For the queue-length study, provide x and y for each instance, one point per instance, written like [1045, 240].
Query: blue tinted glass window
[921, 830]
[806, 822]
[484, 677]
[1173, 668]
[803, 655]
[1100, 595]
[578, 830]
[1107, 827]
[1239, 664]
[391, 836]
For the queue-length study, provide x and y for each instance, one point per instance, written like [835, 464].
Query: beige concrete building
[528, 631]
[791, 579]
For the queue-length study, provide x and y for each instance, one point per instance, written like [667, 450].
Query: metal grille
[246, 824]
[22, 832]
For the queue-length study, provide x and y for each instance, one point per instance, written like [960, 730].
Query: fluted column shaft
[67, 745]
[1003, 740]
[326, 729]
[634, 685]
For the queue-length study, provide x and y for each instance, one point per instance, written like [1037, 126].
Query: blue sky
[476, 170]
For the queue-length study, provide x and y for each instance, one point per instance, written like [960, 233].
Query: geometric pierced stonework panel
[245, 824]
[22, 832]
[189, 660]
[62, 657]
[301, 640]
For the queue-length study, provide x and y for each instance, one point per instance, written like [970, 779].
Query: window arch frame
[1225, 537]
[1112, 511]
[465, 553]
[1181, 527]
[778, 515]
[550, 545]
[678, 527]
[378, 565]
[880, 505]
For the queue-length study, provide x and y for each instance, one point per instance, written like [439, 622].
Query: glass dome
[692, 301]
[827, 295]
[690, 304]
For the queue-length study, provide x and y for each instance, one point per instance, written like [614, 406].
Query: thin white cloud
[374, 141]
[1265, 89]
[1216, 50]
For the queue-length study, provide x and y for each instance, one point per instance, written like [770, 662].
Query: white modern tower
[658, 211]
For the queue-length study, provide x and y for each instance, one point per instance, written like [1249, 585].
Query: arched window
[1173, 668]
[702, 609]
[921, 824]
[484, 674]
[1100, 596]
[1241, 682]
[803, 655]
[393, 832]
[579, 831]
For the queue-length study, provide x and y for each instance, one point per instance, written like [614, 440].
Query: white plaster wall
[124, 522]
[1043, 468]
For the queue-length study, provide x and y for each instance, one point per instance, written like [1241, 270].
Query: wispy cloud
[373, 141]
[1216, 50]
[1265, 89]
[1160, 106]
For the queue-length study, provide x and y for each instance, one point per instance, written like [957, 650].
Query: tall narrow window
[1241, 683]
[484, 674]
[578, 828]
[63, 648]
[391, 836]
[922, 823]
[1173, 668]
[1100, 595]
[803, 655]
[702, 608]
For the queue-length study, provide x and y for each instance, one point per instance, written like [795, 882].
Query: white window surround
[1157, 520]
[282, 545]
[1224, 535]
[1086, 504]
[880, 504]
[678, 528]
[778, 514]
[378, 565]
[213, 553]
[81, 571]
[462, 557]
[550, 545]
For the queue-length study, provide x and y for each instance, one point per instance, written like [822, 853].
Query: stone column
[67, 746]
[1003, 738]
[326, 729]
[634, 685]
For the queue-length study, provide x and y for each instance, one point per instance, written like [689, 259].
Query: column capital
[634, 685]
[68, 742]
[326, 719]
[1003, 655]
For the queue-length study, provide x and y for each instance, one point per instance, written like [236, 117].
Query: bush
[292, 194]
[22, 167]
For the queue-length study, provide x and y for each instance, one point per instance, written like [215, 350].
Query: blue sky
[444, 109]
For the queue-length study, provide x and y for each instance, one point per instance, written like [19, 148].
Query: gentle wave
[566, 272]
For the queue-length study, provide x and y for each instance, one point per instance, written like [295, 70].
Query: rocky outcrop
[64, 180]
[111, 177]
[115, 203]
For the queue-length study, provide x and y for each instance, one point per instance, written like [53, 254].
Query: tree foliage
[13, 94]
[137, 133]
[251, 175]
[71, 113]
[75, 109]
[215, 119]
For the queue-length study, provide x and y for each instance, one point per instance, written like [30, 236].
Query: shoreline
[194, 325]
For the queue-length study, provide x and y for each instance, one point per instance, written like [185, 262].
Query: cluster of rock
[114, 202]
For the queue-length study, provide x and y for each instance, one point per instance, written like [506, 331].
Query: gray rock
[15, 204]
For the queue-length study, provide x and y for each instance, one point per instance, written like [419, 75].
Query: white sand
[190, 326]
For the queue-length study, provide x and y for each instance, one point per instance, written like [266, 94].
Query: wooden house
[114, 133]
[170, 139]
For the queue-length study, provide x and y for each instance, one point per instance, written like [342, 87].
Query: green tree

- **Set exercise**
Lay out as a numbered list the lines above, starting with the line that contains "like [439, 622]." and going on through the line that contains "[1160, 106]", leaving out any blank lines.

- **Response to this task**
1. For the queue-length study, provide x and y for each instance, one point per instance, written like [439, 622].
2. Query: glass dome
3. [692, 301]
4. [827, 295]
5. [690, 304]
6. For the queue-length study, provide x and y for each instance, one point per instance, written like [614, 406].
7. Query: thin white cloud
8. [374, 141]
9. [1265, 89]
10. [1216, 50]
11. For the queue-length study, provide x and y for each instance, one point per instance, written like [770, 662].
12. Query: white modern tower
13. [658, 211]
14. For the queue-length study, provide x and y for each instance, one point per instance, written like [1249, 585].
15. Query: arched window
16. [1173, 668]
17. [702, 609]
18. [921, 824]
19. [484, 674]
20. [1100, 596]
21. [1241, 682]
22. [803, 655]
23. [393, 832]
24. [579, 831]
25. For the queue-length study, provide x and y for each instance, one point per instance, written like [614, 440].
26. Query: white plaster wall
27. [124, 522]
28. [1043, 468]
29. For the queue-length study, provide x and y for each instance, one point per instance, written like [1241, 270].
30. Query: wispy cloud
31. [373, 141]
32. [1216, 50]
33. [1265, 89]
34. [1160, 106]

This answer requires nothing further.